Exactly as written, print each record in the listing.

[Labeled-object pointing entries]
[start]
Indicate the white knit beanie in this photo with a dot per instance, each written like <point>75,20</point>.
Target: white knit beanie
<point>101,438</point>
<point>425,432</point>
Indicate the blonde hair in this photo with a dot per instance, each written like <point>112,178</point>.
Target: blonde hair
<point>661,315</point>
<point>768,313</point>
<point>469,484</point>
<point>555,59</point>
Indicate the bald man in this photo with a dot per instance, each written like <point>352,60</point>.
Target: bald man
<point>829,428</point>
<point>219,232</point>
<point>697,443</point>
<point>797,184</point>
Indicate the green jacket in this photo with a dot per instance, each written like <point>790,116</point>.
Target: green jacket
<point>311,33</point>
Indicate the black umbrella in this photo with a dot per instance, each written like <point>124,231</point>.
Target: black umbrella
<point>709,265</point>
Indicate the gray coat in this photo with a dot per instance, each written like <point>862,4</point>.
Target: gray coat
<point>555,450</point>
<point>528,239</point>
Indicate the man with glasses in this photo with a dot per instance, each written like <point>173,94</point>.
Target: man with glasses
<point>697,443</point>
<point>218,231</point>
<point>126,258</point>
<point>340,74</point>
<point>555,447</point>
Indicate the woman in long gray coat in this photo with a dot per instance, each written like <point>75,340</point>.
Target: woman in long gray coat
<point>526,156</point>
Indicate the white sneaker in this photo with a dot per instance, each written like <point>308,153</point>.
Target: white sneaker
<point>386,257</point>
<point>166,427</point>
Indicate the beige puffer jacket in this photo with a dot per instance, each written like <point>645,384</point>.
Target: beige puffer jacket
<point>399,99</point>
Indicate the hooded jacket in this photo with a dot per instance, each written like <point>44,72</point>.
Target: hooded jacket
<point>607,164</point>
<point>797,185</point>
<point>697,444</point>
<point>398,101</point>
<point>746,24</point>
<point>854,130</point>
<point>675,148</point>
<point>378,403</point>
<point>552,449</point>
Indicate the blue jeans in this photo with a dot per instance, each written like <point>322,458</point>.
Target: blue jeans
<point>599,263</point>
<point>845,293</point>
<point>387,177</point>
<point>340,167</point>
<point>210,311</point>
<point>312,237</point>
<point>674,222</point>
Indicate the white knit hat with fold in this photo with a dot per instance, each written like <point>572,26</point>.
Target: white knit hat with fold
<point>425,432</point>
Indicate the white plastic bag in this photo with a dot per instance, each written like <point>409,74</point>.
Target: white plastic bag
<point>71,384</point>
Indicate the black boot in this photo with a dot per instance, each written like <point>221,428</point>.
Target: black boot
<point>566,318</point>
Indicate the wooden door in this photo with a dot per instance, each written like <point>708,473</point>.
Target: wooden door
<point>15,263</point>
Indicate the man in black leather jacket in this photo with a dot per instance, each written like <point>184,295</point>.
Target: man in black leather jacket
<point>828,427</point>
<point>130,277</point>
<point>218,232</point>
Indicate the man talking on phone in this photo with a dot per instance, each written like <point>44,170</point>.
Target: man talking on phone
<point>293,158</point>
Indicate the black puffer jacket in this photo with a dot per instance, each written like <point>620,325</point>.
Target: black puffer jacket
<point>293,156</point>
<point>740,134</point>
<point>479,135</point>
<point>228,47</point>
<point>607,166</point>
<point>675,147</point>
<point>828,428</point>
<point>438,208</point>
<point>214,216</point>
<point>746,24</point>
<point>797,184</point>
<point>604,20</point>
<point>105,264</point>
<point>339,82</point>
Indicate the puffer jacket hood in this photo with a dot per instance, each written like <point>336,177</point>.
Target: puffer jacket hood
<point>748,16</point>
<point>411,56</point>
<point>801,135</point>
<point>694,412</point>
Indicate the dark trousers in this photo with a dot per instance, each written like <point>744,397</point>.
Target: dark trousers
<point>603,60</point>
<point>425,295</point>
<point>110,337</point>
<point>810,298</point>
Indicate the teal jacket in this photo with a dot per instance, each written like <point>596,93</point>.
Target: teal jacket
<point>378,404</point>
[end]
- **ANSWER FOR THE TASK**:
Indicate the white knit beanie in this photo with a dot per instance, each written like <point>75,20</point>.
Target: white knit beanie
<point>101,438</point>
<point>425,432</point>
Indicate the blonde hair in this photo with a dot per instance, each written like <point>112,178</point>.
Target: blonde hair
<point>661,315</point>
<point>768,313</point>
<point>469,484</point>
<point>555,59</point>
Indicate the bald man in this photo with a dot per instance, each written like <point>352,60</point>.
Target: bald man
<point>829,428</point>
<point>219,232</point>
<point>697,443</point>
<point>797,184</point>
Indicate the green jacket in this photo with a dot per instance, each written like <point>790,116</point>.
Target: green jacket
<point>311,33</point>
Indicate the black umbrella in this photo with a dot per instance, each written like <point>124,231</point>.
Target: black umbrella
<point>709,265</point>
Indicate the gray coat in this photo with a dot per instance, each written like <point>862,4</point>.
Target: gray coat
<point>555,450</point>
<point>528,239</point>
Indicate the man with glasses in this photo with a dot per instance, each written like <point>173,94</point>.
Target: man with glasses
<point>697,443</point>
<point>218,231</point>
<point>126,258</point>
<point>340,74</point>
<point>555,447</point>
Indicate the woman in long gray coat in this photo with a dot per instance, each written like <point>75,340</point>.
Target: woman in long gray coat
<point>526,156</point>
Indicate the white sneaker in this photo with a dot per instance, each written like <point>308,153</point>.
Target: white sneaker
<point>386,257</point>
<point>166,427</point>
Indicate the beige puffer jacket in this photo with a dot per instance, each written like <point>645,384</point>.
Target: beige puffer jacket
<point>399,99</point>
Indicate the hooded jacket in this photo with a dot per instance, each written like <point>44,72</point>.
Target: hooded jacket
<point>607,164</point>
<point>797,185</point>
<point>697,444</point>
<point>398,101</point>
<point>746,24</point>
<point>854,130</point>
<point>675,148</point>
<point>378,403</point>
<point>552,449</point>
Indicate the blue jeans in this photo with a dot per instance, each written like <point>322,458</point>.
Target: blue jeans
<point>599,263</point>
<point>845,293</point>
<point>387,177</point>
<point>340,167</point>
<point>210,311</point>
<point>312,237</point>
<point>674,222</point>
Indicate the white knit hat with fold in this photo with a dot per instance, each written like <point>572,26</point>.
Target: white knit hat with fold
<point>425,432</point>
Indicate the white plastic bag in this photo with a dot per instance, each written like <point>409,74</point>.
Target: white plastic bag
<point>71,384</point>
Indicate the black boot in this photo with a dot per instance, each written like <point>221,428</point>.
Target: black boot
<point>566,318</point>
Indicate the wooden door in this photo with a dot per instance, each written like <point>708,473</point>.
Target: wooden door
<point>15,263</point>
Indicate the man in black leather jacket in this photo with a dot per instance, each written like <point>184,295</point>.
Target: man in black leather jacket
<point>828,427</point>
<point>130,277</point>
<point>218,232</point>
Indicate the man talking on phone in this photo with a dot per instance, each written like <point>44,170</point>.
Target: man talking on phone
<point>293,158</point>
Indicate the black puffer jacket in this photo with a dot per instance, each written like <point>620,325</point>.
Target: black puffer jacket
<point>293,156</point>
<point>740,134</point>
<point>479,135</point>
<point>228,47</point>
<point>607,166</point>
<point>675,147</point>
<point>828,428</point>
<point>438,208</point>
<point>214,216</point>
<point>746,24</point>
<point>797,184</point>
<point>604,20</point>
<point>105,264</point>
<point>339,82</point>
Indicate the puffer jacket hood in this photo with a dot per instance, each written like <point>336,177</point>.
Target: puffer jacket hood
<point>748,16</point>
<point>411,56</point>
<point>801,135</point>
<point>694,412</point>
Indicate the dark trousers in this photo with a dot per instance, each written like <point>744,397</point>.
Target: dark trousers
<point>603,60</point>
<point>425,295</point>
<point>110,337</point>
<point>810,298</point>
Indicate the teal jacket in this photo with a dot per instance, each written like <point>596,93</point>.
Target: teal jacket
<point>378,404</point>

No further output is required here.